Annelie Pompe (born 1981) is an adventurer and athlete from Gothenburg, Sweden. She grew up close to the sea and has always felt at home in the ocean and attributes this as being important to her interest in free diving. She is a professional adventurer, motivational speaker, photographer (mainly underwater), freediving instructor, yoga instructor, writer, personal trainer, helicopter pilot and coach. She has also written a book about her adventures.

Freediving
Despite considering herself a poor swimmer, Annelie Pompe is known for her achievements in competitive freediving. Pompe began her journey into freediving after she received her scuba certification. Within a few years, she realized that she liked diving into the water without equipment. On 5 October 2010 she broke the world record in variable weight freediving, with a dive down to 126 meters. She also claimed one individual silver medal and one team silver medal in the AIDA world championships. She also holds the Swedish record for the deepest freedive without using flippers, 72 meters below the surface.

Mountaineering
Pompe has been sport climbing since she was 13 years old. In May 2011, she climbed Mount Everest as the first Swedish woman to summit from the north side. Despite marketing her attempt as a climb without oxygen, she did end up using bottled oxygen in order to make the summit.

Dataset:
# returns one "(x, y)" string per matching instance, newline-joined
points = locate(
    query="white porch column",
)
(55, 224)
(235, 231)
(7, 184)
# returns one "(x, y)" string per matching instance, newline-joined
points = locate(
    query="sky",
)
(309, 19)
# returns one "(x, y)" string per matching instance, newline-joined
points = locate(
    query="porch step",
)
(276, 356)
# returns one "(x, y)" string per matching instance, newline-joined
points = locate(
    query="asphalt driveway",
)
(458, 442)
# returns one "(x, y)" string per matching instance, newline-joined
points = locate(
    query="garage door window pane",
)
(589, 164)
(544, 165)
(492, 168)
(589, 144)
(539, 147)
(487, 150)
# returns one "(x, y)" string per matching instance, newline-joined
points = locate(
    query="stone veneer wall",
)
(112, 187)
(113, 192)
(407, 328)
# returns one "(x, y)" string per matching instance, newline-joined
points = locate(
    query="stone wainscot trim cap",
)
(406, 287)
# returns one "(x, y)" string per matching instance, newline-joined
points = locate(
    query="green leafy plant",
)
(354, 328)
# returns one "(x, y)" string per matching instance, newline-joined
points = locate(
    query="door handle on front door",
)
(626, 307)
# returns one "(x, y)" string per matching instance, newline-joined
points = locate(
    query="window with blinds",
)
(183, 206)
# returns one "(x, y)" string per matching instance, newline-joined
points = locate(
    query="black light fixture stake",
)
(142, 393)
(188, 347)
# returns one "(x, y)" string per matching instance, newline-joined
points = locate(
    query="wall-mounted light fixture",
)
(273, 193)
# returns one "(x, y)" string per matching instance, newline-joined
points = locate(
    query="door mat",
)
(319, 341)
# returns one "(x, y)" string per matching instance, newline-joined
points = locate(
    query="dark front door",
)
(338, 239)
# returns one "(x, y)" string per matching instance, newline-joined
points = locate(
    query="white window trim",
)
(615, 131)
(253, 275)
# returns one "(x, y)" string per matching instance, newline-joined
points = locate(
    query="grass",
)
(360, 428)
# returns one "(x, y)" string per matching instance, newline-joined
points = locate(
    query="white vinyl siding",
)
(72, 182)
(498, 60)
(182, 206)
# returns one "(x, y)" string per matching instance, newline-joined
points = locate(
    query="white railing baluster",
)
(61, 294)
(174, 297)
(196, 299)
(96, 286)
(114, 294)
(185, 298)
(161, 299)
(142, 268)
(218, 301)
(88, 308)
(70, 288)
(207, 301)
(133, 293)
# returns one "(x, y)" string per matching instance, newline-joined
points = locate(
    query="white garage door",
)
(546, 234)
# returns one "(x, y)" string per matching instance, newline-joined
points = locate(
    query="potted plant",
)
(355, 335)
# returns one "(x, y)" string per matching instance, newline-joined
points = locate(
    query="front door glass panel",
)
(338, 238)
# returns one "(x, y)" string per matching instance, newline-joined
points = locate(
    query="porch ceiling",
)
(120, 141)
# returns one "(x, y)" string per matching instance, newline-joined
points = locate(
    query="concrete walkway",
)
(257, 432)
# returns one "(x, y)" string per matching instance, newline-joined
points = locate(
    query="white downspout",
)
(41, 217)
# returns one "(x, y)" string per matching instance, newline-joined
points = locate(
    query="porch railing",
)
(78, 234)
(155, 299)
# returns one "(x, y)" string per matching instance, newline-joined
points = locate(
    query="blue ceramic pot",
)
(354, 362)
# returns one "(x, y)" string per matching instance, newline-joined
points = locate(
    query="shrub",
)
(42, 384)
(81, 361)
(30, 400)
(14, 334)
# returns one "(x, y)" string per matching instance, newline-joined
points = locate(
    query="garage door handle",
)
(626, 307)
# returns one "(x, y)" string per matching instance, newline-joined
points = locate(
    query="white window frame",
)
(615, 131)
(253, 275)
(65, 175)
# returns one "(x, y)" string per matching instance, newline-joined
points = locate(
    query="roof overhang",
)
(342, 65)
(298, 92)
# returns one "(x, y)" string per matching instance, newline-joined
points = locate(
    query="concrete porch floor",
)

Short task: Reproduce word for word the part of the Annelie Pompe text starting at "Annelie Pompe (born" and ending at "about her adventures.".

Worked answer:
Annelie Pompe (born 1981) is an adventurer and athlete from Gothenburg, Sweden. She grew up close to the sea and has always felt at home in the ocean and attributes this as being important to her interest in free diving. She is a professional adventurer, motivational speaker, photographer (mainly underwater), freediving instructor, yoga instructor, writer, personal trainer, helicopter pilot and coach. She has also written a book about her adventures.